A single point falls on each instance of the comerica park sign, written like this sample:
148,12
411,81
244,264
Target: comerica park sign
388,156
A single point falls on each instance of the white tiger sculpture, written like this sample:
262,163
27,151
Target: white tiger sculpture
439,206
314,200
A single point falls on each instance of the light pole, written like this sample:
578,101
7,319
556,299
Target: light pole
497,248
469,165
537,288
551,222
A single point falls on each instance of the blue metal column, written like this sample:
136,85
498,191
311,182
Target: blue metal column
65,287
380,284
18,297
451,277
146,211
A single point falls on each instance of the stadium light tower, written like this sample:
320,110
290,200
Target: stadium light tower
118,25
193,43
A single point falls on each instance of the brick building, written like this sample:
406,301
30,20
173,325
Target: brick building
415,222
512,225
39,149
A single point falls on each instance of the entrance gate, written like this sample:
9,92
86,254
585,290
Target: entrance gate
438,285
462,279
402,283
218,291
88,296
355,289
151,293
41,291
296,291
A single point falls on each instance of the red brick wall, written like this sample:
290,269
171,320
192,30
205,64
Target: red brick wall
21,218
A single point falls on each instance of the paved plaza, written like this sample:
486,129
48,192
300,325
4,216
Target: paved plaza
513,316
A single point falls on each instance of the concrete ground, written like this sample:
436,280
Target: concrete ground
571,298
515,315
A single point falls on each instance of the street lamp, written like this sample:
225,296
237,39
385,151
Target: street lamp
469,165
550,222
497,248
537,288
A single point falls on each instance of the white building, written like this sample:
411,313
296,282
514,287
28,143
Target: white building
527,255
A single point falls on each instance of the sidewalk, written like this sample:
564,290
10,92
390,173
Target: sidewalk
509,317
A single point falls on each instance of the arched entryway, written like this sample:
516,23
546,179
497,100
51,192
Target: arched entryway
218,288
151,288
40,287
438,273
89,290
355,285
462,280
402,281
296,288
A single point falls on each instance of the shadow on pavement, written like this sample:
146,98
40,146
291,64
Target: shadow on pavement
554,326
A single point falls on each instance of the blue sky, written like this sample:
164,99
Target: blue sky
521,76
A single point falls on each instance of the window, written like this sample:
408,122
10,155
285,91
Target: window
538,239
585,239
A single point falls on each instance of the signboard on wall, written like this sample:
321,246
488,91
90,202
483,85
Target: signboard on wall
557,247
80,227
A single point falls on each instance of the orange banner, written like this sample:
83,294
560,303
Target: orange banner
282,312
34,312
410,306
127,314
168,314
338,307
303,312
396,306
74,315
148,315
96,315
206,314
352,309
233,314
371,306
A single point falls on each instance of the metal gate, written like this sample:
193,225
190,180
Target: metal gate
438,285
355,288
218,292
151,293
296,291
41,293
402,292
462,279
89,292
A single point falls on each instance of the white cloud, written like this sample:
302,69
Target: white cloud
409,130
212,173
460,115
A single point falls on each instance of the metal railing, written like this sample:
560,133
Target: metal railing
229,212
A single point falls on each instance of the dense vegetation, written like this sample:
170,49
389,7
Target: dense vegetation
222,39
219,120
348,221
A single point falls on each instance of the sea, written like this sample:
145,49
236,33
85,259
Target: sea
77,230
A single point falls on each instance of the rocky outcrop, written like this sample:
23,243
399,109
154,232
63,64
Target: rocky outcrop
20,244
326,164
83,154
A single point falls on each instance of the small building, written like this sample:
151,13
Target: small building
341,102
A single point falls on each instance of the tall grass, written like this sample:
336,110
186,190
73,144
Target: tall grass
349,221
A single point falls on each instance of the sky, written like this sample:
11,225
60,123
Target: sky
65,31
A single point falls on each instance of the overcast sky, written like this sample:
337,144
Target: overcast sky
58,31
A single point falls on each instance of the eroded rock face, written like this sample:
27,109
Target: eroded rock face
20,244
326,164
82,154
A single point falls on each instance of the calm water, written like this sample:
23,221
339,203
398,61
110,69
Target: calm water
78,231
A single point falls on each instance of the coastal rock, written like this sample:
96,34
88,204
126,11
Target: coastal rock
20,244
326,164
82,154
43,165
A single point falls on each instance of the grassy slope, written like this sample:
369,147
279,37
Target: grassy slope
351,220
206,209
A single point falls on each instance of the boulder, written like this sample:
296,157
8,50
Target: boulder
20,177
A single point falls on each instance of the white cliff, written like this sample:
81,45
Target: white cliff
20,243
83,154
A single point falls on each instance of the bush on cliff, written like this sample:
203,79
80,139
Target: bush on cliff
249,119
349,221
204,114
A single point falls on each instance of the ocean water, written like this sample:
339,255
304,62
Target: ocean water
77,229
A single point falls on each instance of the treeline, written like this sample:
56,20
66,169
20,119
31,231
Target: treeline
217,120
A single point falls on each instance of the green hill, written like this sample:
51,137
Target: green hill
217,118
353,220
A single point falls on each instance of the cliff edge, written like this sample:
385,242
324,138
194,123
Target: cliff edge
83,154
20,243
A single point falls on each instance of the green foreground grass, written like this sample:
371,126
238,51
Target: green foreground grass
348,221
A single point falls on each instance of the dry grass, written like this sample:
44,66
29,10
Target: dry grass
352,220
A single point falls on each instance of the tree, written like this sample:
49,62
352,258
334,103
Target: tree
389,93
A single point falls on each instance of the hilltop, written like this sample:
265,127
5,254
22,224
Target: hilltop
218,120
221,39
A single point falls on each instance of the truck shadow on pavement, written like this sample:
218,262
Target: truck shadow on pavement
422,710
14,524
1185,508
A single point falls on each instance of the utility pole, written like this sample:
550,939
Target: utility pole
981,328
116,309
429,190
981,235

> What this task involves
Could you write out every entry above exactly as it appears?

> Solution to the problem
A single point falls on each instance of the comerica park sign, written like this sample:
148,12
411,81
244,264
Target: comerica park sign
388,156
A single point falls on each instance of the white tiger sculpture, written like this sample:
262,163
27,151
Target: white tiger sculpture
439,206
314,200
A single point falls on each instance of the light pole, written like this sample:
578,101
7,319
556,299
Target: light pole
497,248
469,165
537,288
551,222
A single point falls on each instance of the blue metal column, written like this sample:
136,85
498,191
311,182
Target: blue metal column
65,287
380,284
18,297
451,277
146,211
A single point falls on each instance of the stadium light tower, written like this sample:
320,110
290,200
Target: stadium light tower
118,25
193,43
A single point falls on each instance of the brick building, written like this sample:
406,301
30,20
173,325
Target: brick building
415,222
512,225
39,149
A single point falls on each instance of the entrance gate, written like this sample:
9,92
86,254
585,290
Target: entrance gate
438,285
462,279
402,283
218,291
88,296
355,289
151,293
41,291
296,291
A single point falls on each instance of the red brick wall, written like this sample:
290,269
171,320
192,30
205,64
Target: red brick wall
21,218
A single point falls on each instance of the paved plaza, written like this sample:
486,129
48,192
300,325
4,216
Target: paved plaza
513,316
A single point falls on each instance of the concrete ground, written like this sample:
436,280
Target: concrete ground
571,298
515,315
A single point falls on each instance of the street lamp, written like this sample:
225,296
237,39
385,151
Target: street lamp
469,165
550,222
497,248
537,288
A single point falls on each instance of the white building, written like this sample:
411,313
296,282
514,287
28,143
Target: white building
527,255
A single point falls on each instance of the sidewalk, written like this sample:
564,290
10,92
390,173
Target: sidewalk
509,317
A single point falls on each instance of the arched entryway, written like this sample:
516,23
546,179
497,100
51,192
Target: arched entryway
218,288
151,288
40,287
438,273
89,290
355,285
462,280
402,281
296,288
A single point falls on each instance of the shadow on pavement, written like this sample:
146,98
40,146
291,64
Target: shadow on pavement
554,326
A single point falls on each instance of the blue sky, written like this sample:
164,99
Target: blue sky
521,76
A single point falls on each instance of the window, written like this sample:
408,122
10,155
285,91
Target: window
538,239
585,239
A single point falls on each instance of the signboard on wall, written like this sample:
321,246
488,91
90,202
483,85
Target: signboard on wall
557,247
80,227
A single point falls on each instance of the orange banner, written like this sample:
83,294
560,303
Target: orange banner
282,312
34,312
410,306
127,314
168,314
338,307
303,312
396,306
74,315
148,315
96,315
206,314
352,309
233,314
371,306
A single point falls on each instance of the metal gate, written like this sample:
193,225
190,180
Target: metal gate
438,285
355,288
218,292
151,293
296,291
41,293
402,292
462,279
89,292
A single point falls on each instance of the white cloud, written like this sample:
302,69
Target: white cloud
409,130
212,173
460,115
A single point falls on each instance of the metal railing, written like this sample:
560,133
Target: metal railing
229,212
A single point falls on each instance of the dense vegetation, written like this sample:
170,49
389,7
Target: dense vegetation
222,39
219,120
348,221
A single point falls on each instance of the sea, written like this sample:
145,49
236,33
85,259
Target: sea
77,230
A single point falls on each instance of the rocky outcrop, written like this sample:
23,243
399,109
154,232
63,64
Target: rocky outcrop
20,244
326,164
83,154
A single point falls on each instance of the small building, written like this sample:
151,13
Target: small building
341,102
A single point falls on each instance of the tall grass, written like this sample:
336,110
186,190
73,144
Target: tall grass
349,221
A single point falls on each instance of the sky, written like this sample:
11,225
60,123
Target: sky
65,31
A single point falls on each instance of the overcast sky, written like this sample:
337,144
Target: overcast sky
58,31
A single point falls on each instance of the eroded rock face, written like this sample:
27,109
Target: eroded rock face
20,244
326,164
82,154
A single point falls on each instance of the calm water, written like this sample:
23,221
339,203
398,61
110,69
Target: calm water
78,231
A single point falls on each instance of the coastal rock, written like this sample:
96,34
88,204
126,11
Target: coastal rock
20,244
326,164
82,154
43,165
A single point falls on each instance of the grassy slope, written like this sample:
369,147
279,37
Target: grassy slope
351,220
206,209
A single point falls on each instance of the boulder, written like this sample:
296,157
8,50
Target: boulder
20,177
A single point falls on each instance of the white cliff, written like this sample:
81,45
Target: white cliff
20,243
83,154
A single point falls on each instance of the bush on cliff, written like this sample:
203,79
80,139
Target: bush on cliff
249,119
349,221
204,114
A single point falls on each instance of the ocean water, written like this sample:
339,255
304,62
Target: ocean water
77,229
A single point falls on each instance of the treeline, written like this sample:
56,20
66,169
20,119
31,231
Target: treeline
217,120
A single point falls on each instance of the green hill, written like this sample:
51,137
Target: green hill
217,118
353,220
A single point falls on each instance of the cliff edge, written like this sample:
385,242
324,138
194,123
Target: cliff edge
83,154
20,243
A single point falls on each instance of the green foreground grass, written like this sample:
371,126
238,51
Target: green foreground grass
348,221
A single point falls on each instance of the dry grass, written like this sample:
44,66
29,10
Target: dry grass
352,220
A single point falls on each instance of the tree, written like this sample:
49,62
352,258
334,103
Target: tree
389,93
A single point falls on each instance of the hilltop, written like this sample:
265,127
5,254
22,224
Target: hilltop
218,120
221,39
A single point falls on each instance of the truck shadow on pavement, written like this sample:
218,262
Target: truck shadow on pavement
422,710
14,524
1185,508
A single point falls on each instance of the utility pole, written like this sample:
550,939
Target: utility pole
981,328
116,309
429,190
981,235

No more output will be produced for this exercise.